**Document section**

Now that you’re aware of the struggle, I want to touch on a few of the highlights that I’m pretty stoked about when it comes to this festival I just had the privilege of taking part in. The first I’ve talked about before: Earthquake Hurricane. This show happens regularly at the Velo Cult Bike Shop in Northeast every Wednesday at 9pm. The guests that they had including Solomon Georgio, David Gborie and Greg Behrendt were absolutely stellar, absolutely nothing short of the quality they deliver weekly.

Next is Lez Get Together. This show, hosted by the wonderful Caitlin Weierhauser took place at Bunk Bar Water and featured wonderful comedians such as Whitney Streed and Kate Willett. I’d go through the rest of the list of comedians to give them props but, unfortunately, I had to dip out for the next show.

**Short exercise A**
List every line in the listing that contains the word "green". Treat uppercase and lowercase letters as different.

**Records to use**
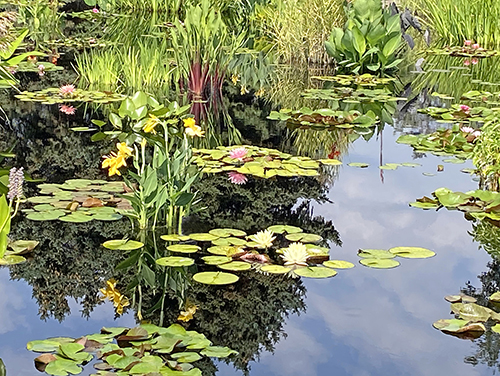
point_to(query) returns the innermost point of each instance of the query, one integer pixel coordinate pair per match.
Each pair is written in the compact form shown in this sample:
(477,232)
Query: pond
(334,164)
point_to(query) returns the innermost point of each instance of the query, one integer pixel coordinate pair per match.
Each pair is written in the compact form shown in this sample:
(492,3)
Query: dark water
(361,322)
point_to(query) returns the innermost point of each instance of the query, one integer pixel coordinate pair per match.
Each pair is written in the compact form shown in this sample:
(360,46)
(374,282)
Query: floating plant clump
(470,317)
(79,201)
(383,259)
(478,204)
(350,95)
(280,249)
(366,79)
(325,118)
(144,350)
(458,141)
(55,95)
(259,162)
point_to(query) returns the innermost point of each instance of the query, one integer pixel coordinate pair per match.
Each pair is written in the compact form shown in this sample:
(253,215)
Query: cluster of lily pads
(457,141)
(16,250)
(144,350)
(362,80)
(78,200)
(478,204)
(470,317)
(350,95)
(54,95)
(325,118)
(384,259)
(259,162)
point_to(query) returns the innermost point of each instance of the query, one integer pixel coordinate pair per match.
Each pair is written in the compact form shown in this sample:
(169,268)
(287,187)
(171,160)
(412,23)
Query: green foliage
(370,40)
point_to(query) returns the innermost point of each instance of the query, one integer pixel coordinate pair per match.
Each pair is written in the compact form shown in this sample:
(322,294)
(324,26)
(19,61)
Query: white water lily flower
(264,239)
(295,254)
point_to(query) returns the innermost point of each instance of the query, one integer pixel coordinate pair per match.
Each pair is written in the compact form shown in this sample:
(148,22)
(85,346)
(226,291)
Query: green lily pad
(175,261)
(123,244)
(235,266)
(183,248)
(412,252)
(315,272)
(375,253)
(174,237)
(216,260)
(215,278)
(227,232)
(379,263)
(275,269)
(338,264)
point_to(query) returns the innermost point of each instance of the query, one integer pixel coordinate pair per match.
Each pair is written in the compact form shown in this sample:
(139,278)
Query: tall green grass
(453,21)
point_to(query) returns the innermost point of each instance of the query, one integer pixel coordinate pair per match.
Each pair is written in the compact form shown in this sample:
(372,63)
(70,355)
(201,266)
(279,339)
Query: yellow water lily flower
(264,239)
(151,123)
(187,314)
(295,254)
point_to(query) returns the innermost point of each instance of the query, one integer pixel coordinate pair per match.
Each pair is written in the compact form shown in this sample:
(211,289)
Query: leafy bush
(369,41)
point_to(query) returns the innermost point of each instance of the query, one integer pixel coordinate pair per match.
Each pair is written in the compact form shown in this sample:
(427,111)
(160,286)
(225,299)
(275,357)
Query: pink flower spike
(237,178)
(67,90)
(238,153)
(68,110)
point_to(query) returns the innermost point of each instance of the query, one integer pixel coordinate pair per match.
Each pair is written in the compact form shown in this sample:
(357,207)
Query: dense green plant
(369,41)
(453,21)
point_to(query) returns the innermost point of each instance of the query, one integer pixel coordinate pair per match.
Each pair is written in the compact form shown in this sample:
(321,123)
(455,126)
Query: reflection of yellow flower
(192,129)
(264,239)
(295,254)
(119,301)
(151,123)
(187,314)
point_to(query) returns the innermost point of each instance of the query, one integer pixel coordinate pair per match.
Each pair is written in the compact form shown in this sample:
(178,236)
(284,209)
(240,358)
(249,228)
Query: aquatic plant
(369,41)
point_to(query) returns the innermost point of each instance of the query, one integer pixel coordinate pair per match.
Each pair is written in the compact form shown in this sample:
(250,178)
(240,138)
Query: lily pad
(175,261)
(338,264)
(412,252)
(379,263)
(123,244)
(215,278)
(183,248)
(315,272)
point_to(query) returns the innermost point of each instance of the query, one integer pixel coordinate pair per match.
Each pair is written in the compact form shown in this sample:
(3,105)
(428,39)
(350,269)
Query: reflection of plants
(369,41)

**Short exercise B**
Using the festival post above, answer these:
(i) Where and when does Earthquake Hurricane regularly happen?
(ii) Who hosted Lez Get Together?
(iii) At what venue did Lez Get Together take place?

**Task solution A**
Query: green foliage
Query: green lily pad
Query: tall green grass
Query: dense green plant

**Task solution B**
(i) At the Velo Cult Bike Shop in Northeast, every Wednesday at 9pm.
(ii) Caitlin Weierhauser.
(iii) Bunk Bar Water.